• Document excerpt:
It’s one thing when government raises your taxes, suffocates your business with regulations or censors your tweets. It’s far worse when government is to blame for actually shortening your life.
U.S. life expectancy dropped to 76.4 years, the lowest in 25 years, according to new federal data. Americans should be gasping. What could be more important than having the chance to live a long life?
The Centers for Disease Control and Prevention repeatedly has blown its responses to health killers like fentanyl, COVID and lung cancer. All the while, life expectancy gets shorter and shorter.
In 1980, Americans had one of the best life expectancies in the world. Since then, the U.S. has lost ground. People live several years longer in France, Switzerland, Italy and other highly developed countries, reaching ages 83 or 84 on average. Residents of the Czech Republic, Chile and Slovenia can expect longer lives than Americans. Even before COVID, the U.S. ranked 29th in life expectancy, according to the Organization for Economic Co-operation and Development.
The virus merely widened an already alarming gap between the U.S. and other nations.
Now, life expectancy in these other nations is rebounding from COVID, while American lives continue to be cut short due to other causes.
Start with the failure of our government, especially the CDC, to tackle the leading cause of death among Americans ages 18 to 49: overdosing. Two-thirds of these deaths are from fentanyl.
Nearly 107,000 Americans died of overdoses in 2021, about 50% more than just two years earlier.
Where’s the campaign to combat fentanyl deaths? Over the last half-century, U.S. health agencies waged several stunningly successful media campaigns to dissuade Americans from smoking cigarettes. The CDC has done nothing like that to fight this new killer.
Blame the agency’s mission confusion. In September 2021, as overdoses soared and COVID raged, the CDC launched a campaign for “inclusive communication.” The agency instructed health care workers to avoid stigmatizing words like “illegal immigrant” and substitute “parent” for gender-tainted terms like “mother” and “father.” As if political correctness is more important than preventing deaths.
The CDC’s failed response to COVID further depressed American life expectancy. Agency head Rochelle Walensky said, “To be frank, we are responsible for some pretty dramatic, pretty public mistakes, from testing to data to communications.” The U.S. has had a higher per capita death rate from COVID than other developed countries, including the United Kingdom, France, Spain and Canada.
As COVID fades. the CDC’s inaction on another front — lung cancer screening — is limiting progress on life expectancy for cancer patients, where the U.S. is otherwise a leader.
Lung cancer is the No. 1 cancer killer, taking about 130,000 lives a year. That’s more than breast, prostate and colon cancer deaths combined. Because lung cancer is rarely diagnosed before it spreads, the chances of survival are an abysmal 18%.

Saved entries
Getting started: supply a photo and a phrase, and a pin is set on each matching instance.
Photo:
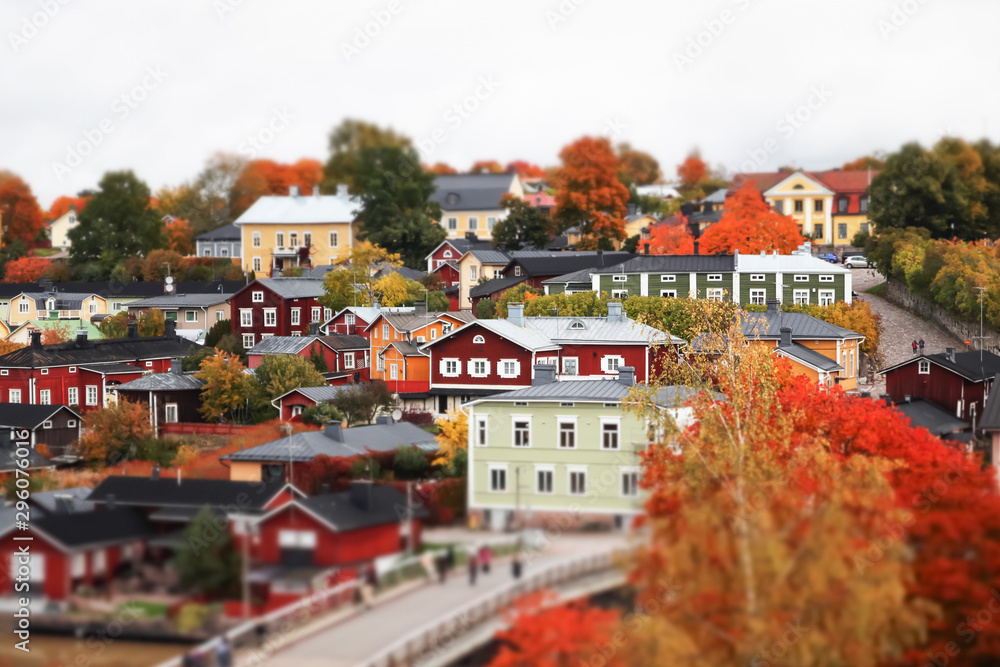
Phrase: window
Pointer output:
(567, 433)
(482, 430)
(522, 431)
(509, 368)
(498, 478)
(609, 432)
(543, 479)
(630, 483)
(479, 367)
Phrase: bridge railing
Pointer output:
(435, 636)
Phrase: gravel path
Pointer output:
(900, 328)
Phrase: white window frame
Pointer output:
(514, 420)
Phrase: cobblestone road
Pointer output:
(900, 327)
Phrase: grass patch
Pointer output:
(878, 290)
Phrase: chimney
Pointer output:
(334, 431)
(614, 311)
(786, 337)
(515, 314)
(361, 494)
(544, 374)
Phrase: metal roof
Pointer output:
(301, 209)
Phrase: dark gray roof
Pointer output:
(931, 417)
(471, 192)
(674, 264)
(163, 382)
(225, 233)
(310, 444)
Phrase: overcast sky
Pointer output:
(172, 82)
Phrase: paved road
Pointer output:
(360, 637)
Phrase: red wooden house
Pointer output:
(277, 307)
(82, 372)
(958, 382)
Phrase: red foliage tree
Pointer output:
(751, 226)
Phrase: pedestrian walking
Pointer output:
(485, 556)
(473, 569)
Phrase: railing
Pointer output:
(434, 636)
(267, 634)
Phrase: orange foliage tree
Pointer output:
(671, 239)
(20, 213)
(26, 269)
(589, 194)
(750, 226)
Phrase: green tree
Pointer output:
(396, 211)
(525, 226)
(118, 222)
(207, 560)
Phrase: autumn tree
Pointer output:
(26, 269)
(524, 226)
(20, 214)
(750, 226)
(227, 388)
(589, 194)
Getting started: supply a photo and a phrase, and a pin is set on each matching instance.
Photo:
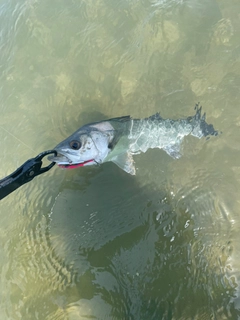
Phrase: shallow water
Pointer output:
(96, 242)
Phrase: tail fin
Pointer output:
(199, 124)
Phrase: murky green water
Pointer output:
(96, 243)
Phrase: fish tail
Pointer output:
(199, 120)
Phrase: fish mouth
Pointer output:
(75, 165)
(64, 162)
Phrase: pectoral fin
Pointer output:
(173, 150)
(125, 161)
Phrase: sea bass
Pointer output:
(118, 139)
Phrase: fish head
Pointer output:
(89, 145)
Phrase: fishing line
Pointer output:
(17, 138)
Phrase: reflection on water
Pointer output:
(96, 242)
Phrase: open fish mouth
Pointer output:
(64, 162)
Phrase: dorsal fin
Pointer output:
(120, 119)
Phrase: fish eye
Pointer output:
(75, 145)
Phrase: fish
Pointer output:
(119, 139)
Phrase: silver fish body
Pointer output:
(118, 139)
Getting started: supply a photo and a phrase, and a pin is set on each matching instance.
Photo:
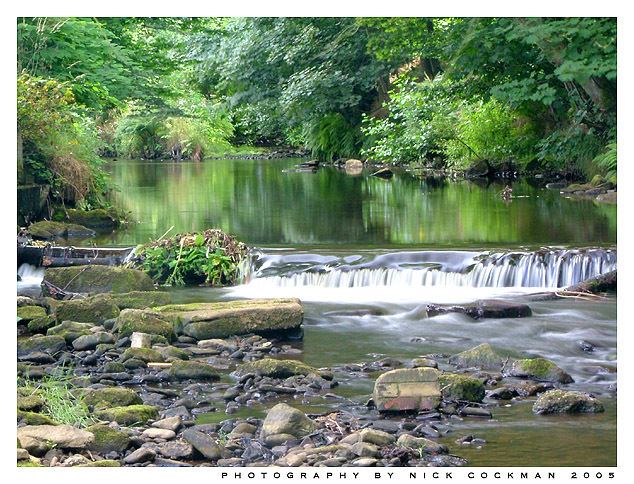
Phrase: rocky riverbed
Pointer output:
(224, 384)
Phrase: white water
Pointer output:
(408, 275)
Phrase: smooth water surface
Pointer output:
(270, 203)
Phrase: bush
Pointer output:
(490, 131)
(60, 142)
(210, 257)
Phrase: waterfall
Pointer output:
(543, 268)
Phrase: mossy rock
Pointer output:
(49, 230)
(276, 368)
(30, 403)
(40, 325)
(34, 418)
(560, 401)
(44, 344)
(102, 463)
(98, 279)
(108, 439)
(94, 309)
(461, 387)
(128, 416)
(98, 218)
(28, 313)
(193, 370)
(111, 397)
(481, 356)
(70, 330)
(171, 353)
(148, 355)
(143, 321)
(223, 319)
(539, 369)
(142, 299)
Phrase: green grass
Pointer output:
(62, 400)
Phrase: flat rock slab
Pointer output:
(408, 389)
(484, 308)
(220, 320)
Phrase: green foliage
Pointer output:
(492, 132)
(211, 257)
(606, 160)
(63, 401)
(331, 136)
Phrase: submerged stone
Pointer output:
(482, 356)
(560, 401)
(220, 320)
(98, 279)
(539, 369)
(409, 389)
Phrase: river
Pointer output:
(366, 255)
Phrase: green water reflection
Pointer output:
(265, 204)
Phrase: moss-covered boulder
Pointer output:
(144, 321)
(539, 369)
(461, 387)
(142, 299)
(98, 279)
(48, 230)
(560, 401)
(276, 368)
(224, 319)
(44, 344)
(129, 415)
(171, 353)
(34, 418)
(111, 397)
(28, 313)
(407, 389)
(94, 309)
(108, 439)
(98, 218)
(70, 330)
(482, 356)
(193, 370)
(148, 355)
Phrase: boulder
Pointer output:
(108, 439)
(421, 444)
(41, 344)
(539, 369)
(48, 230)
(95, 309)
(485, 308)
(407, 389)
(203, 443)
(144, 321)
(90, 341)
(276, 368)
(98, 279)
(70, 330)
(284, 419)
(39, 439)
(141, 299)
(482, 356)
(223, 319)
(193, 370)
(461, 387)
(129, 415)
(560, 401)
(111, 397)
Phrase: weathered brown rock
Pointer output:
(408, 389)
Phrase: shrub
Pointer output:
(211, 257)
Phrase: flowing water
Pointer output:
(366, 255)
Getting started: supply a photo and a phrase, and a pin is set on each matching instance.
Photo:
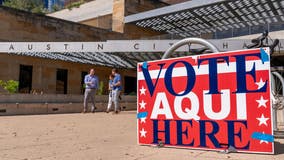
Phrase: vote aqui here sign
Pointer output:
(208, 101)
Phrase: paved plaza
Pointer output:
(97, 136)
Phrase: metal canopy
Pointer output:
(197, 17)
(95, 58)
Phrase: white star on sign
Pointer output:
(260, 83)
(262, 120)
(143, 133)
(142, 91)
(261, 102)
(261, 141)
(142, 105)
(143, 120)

• Exercise prompt:
According to the piece on U.S. life expectancy, to what figure did U.S. life expectancy drop in the new federal data? The records are not needed.

• Your response:
It dropped to 76.4 years, the lowest in 25 years.